Provided data –

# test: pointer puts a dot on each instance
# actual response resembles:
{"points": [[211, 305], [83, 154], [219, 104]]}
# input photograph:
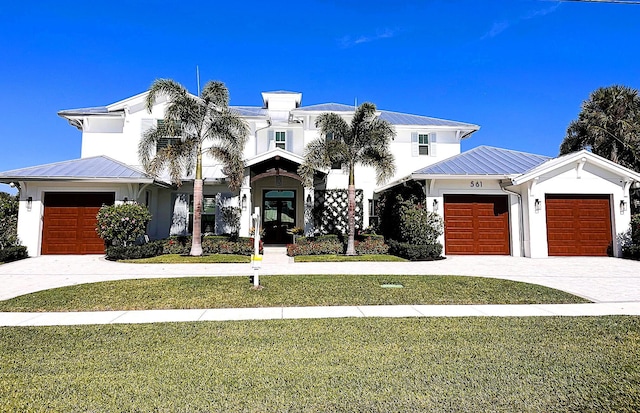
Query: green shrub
{"points": [[371, 245], [8, 220], [631, 239], [417, 225], [122, 224], [412, 252], [132, 251], [14, 253], [328, 244], [215, 244]]}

Do this – Repeat the material above word for word, but leave out the picture.

Result –
# test: pointer puts a dot on each instance
# actual response resembles:
{"points": [[211, 305], [83, 154], [219, 104]]}
# input photograph:
Query: green shrub
{"points": [[371, 245], [8, 220], [631, 239], [417, 225], [122, 224], [412, 252], [132, 251], [14, 253], [328, 244], [215, 244]]}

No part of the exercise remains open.